Terrifying Trend: Models and Mini-Liposuction

The size 2 model who sought mini-lipo featured on The Today Show

By Valerie Kusler

Earlier this week, in my half-asleep daze, I flipped on the Today Show for background noise while getting ready for work. When I heard Matt Lauer introduce one of the segments, I stopped in my tracks, turned up the volume, and braced myself. “Why are thin, fit women getting liposuction?” he inquired. Oh boy. This should be fun. It’s always amusing when the mainstream media seem so shocked and dismayed at a phenomenon that they help perpetuate every single day.

The segment begins with a pre-filmed story about a woman named Nicole Silva: model since age 15, size 2, and current liposuction patient. Oh, sorry, mini liposuction, which according to the Today Show reporter, “is far less invasive than traditional liposuction” and completed within an hour. Nicole wants to trim her thighs, because she’s feeling the pressure of aging in the modeling world. “I love my body,” she explains. “I’m very comfortable with my body. I don’t think it’s bad at all. I just know that it can be better.”

At this point, I’m already scoffing, “Loves her body? Is comfortable with her body? This woman clearly has zero concept of real body confidence.” After a beat though, I have to admit I was questioning myself, or at least my logic on this point. Isn’t it possible to know we are great in other areas of life, yet want to improve to be an even better writer, concert pianist, gymnast? What makes the body any different? Or is it the line that is being crossed in surgically modifying, versus doing what’s in our natural power to be the best person we can be? (Lance Armstrong comes to mind.)

I digress – because at this point, Dr. David Amron, a Bevery Hills dermatological surgeon, comes on screen and states:

“It seems like every other patient I’m seeing for liposuction is a thin, fit patient… somebody can be thin like Nicole and have stubborn disproportioned areas of fat, and they can be a perfect candidate for liposuction. It’s all about my role in terms of rebalancing her body.”

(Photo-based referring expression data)
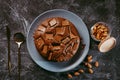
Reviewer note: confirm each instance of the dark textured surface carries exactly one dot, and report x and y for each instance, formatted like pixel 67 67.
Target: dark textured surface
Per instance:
pixel 18 15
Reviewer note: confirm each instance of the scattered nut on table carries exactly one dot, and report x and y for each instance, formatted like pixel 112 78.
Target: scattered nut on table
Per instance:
pixel 76 73
pixel 89 65
pixel 90 70
pixel 81 70
pixel 69 76
pixel 96 64
pixel 100 31
pixel 89 58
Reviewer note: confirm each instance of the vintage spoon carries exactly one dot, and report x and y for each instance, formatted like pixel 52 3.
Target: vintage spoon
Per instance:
pixel 19 39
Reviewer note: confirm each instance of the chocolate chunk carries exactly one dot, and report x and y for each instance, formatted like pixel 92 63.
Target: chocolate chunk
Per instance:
pixel 56 39
pixel 41 28
pixel 65 23
pixel 39 43
pixel 53 22
pixel 66 40
pixel 44 51
pixel 49 36
pixel 60 30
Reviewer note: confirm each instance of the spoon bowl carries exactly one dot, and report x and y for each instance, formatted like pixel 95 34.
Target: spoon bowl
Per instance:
pixel 19 39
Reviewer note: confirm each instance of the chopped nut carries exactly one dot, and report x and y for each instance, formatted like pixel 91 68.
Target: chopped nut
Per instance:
pixel 69 76
pixel 89 60
pixel 76 73
pixel 81 70
pixel 89 65
pixel 90 71
pixel 96 64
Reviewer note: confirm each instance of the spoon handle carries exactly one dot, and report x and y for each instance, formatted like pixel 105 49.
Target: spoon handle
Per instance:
pixel 19 63
pixel 8 45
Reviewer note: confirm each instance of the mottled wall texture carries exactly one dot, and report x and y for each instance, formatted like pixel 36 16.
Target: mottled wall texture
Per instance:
pixel 19 14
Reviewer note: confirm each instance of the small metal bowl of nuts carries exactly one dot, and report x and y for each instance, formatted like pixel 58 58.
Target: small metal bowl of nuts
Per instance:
pixel 100 31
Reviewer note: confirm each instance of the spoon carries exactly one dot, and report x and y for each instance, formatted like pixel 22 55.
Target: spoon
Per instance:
pixel 19 39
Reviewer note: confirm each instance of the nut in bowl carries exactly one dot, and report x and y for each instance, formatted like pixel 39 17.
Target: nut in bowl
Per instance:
pixel 100 31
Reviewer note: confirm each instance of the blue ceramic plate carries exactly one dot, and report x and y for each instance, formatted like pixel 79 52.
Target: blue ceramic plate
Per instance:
pixel 58 66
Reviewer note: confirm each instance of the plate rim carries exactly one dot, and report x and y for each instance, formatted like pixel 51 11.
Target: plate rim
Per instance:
pixel 78 61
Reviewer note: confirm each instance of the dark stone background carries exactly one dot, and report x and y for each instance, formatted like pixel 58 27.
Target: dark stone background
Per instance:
pixel 18 15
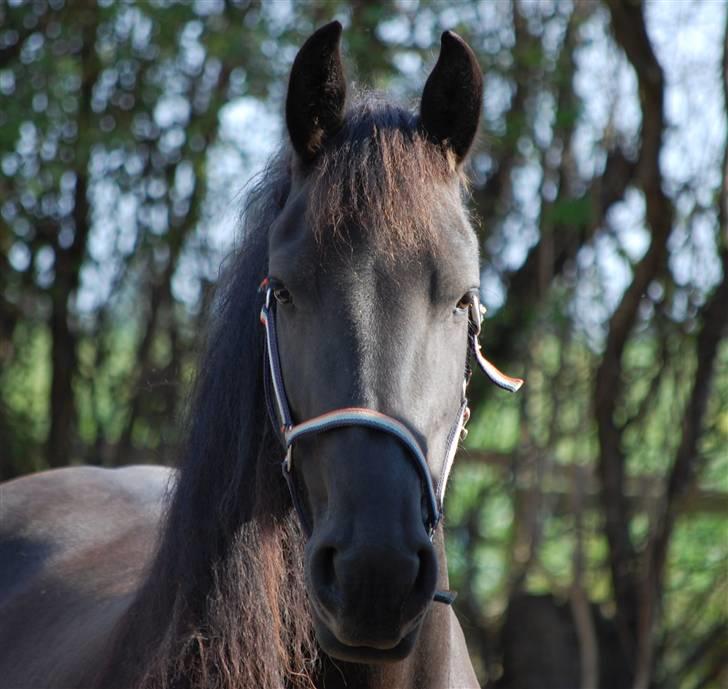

**REQUIRED ACTIONS**
1) Answer these questions about the article on models and mini-liposuction:
(a) Who introduced the Today Show segment on thin, fit women getting liposuction?
(b) Since what age has Nicole Silva been a model?
(c) According to the Today Show reporter, within what length of time is mini liposuction completed?
2) Restate word for word the part of the article on models and mini-liposuction that opens with the words containing "Terrifying Trend: Models" and closes with "every single day.".
3) Resume the article on models and mini-liposuction from the point where it stops.

**EXERCISE RESPONSES**
1)
(a) Matt Lauer
(b) Since age 15
(c) Within an hour

2)
Terrifying Trend: Models and Mini-Liposuction

The size 2 model who sought mini-lipo featured on The Today Show

By Valerie Kusler

Earlier this week, in my half-asleep daze, I flipped on the Today Show for background noise while getting ready for work. When I heard Matt Lauer introduce one of the segments, I stopped in my tracks, turned up the volume, and braced myself. “Why are thin, fit women getting liposuction?” he inquired. Oh boy. This should be fun. It’s always amusing when the mainstream media seem so shocked and dismayed at a phenomenon that they help perpetuate every single day.

3)
Next on screen, to continue the story’s paradoxical theme, is Glamour Magazine’s Cindy Levy:

“I think you have to watch out when you start fixing flaws that nobody but you can see you might end up with the kind of body you will never be happy with. You need to make sure that once you have the surgery you’re not going to say, ‘any little flaw that comes up, I’m going to fix that too,’ because it’s a slippery slope.”

Her point is hard to argue with, but what is it really worth when the magazine that she works for features mostly models with bodies that are unattainable by 95% of women?

Fast-forward to the live interview, in which Matt grills Dr. Amron and clinical psychologist Belisa Vranich about the motivation driving thin women who want to receive liposuction, and what might be going on psychologically that makes them feel they need the procedure. Dr. Vranich explains, “If I have a patient who wants liposuction, we have to talk about some psychological factors in there. Is it a quest for perfection? Is it a quest for happiness, which should be done somewhere outside a surgeon’s office, maybe in addition to the surgery? Is it an event or is it an age that’s making you go in for the surgery? Once you’ve talked about all that, if you want to go in and get that one little problem area done, it’s not a bad idea.”

Not a bad idea, eh? So what about when the patient goes in for that consultation to Dr. Amron? Matt asks him, “Would you say no to someone if you get the hint and the red flag goes up that this is about trying to win back that guy, as opposed to just being more comfortable in their body? Would you say, ‘No, I don’t want to do this procedure’?” Amron responds, “If I see someone who is a candidate, and I feel that liposuction is going to make an improvement, I will probably want to do the surgery, but I also want to make sure they’re in the right mindset for things, and not be using it to replace some sense of internal happiness.” How thoughtful! Just wait.

At the end, Matt mentions a recent study that the New York Times covered about liposuction, which revealed that weight gained after the procedure would just redistribute to other areas of the body. Dr. Amron defensively rebutted that he “reviewed the study extensively” and felt that it was flawed, because the participants were not evaluated for disproportion. “For example, I don’t ask a patient what they want to do. I determine as a surgeon what really should be done to rebalance their body. If you don’t do that, you run the risk of throwing someone out of balance, out of proportion.”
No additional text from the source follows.